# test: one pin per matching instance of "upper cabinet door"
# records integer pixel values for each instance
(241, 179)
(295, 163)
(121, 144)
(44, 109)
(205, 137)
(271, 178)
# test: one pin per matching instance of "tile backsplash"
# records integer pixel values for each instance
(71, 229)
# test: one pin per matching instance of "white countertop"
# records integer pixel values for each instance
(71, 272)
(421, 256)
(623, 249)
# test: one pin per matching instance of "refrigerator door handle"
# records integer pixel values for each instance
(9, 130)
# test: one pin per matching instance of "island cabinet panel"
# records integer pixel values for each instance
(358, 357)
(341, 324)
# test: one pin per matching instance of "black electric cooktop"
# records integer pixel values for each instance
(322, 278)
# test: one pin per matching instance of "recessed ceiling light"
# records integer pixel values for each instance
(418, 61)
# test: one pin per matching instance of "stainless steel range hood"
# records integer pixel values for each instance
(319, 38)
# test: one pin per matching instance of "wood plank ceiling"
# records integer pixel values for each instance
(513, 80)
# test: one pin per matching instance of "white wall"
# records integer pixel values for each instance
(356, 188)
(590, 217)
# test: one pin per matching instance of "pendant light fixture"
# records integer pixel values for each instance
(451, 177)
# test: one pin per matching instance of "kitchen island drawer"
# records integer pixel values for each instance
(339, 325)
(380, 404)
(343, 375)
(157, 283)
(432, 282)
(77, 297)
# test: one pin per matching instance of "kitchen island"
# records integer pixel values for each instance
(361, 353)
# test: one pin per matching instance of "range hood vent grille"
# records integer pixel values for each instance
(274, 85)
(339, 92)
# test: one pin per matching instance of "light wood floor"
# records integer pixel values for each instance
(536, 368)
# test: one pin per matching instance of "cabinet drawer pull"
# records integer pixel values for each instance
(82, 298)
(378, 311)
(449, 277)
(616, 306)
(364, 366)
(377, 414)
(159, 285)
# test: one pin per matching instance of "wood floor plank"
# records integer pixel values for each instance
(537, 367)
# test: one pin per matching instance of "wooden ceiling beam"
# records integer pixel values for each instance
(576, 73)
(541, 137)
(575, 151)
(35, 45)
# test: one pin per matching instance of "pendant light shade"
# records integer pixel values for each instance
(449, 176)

--- --- ---

### Instructions for the task
Repeat the records above in full, character for character.

### Answer
# test: one pin per matching instance of "upper cabinet door"
# records integer pixel values for each instance
(241, 179)
(295, 163)
(121, 144)
(44, 109)
(205, 137)
(271, 178)
# test: one pin per matching instance of "tile backsplash"
# records integer pixel values for each instance
(71, 229)
# test: one pin per matching instance of "white countertop"
# records integer pixel values for each instance
(71, 272)
(421, 256)
(623, 249)
# test: one pin per matching instance of "refrigerator door handle"
# records integer pixel values for each instance
(9, 130)
# test: one pin per matching instance of "island cabinet panel"
# records integer pixel values for each instance
(358, 357)
(341, 324)
# test: one pin per matching instance of "black electric cooktop"
# records integer pixel values for each instance
(322, 278)
# test: one pin per matching instance of "recessed ceiling light"
# records integer pixel values for each instance
(418, 61)
# test: one pin per matching instance of "stainless steel range hood"
# records integer pixel values for each instance
(319, 38)
# test: one pin per matching instance of "wood plank ceiling"
# records integer pixel values for each instance
(513, 80)
# test: one pin per matching instance of "white wall"
# records integer pixel values for each instance
(356, 188)
(590, 217)
# test: one pin per matching instance of "pendant light fixture"
# records integer pixel values for each instance
(451, 177)
# test: one pin per matching instance of "kitchen island drawer"
# records integer pixel values for each instance
(339, 325)
(380, 404)
(343, 375)
(157, 283)
(432, 282)
(77, 297)
# test: one pin per matching instance of "kitchen island"
# records integer pixel values for each instance
(361, 353)
# test: one pin per matching instance of "range hood vent grille"
# records integer pixel values for each instance
(274, 85)
(339, 92)
# test: one pin per matching instance of "light wood floor"
# records integer pixel values for each instance
(536, 368)
# test: one pin per matching instance of "cabinet drawer pull"
# records integer pixel values for each instance
(82, 298)
(378, 311)
(449, 277)
(616, 306)
(364, 366)
(377, 414)
(159, 285)
# test: one pin per matching instance of "wood floor plank"
# records integer pixel values for each instance
(537, 367)
# test: one pin per matching instance of "wooden ceiling beam"
# records integer pixel values for each instance
(576, 73)
(541, 137)
(575, 151)
(35, 45)
# test: one pin per matching instance of "pendant light shade"
# records integer pixel values for each instance
(449, 176)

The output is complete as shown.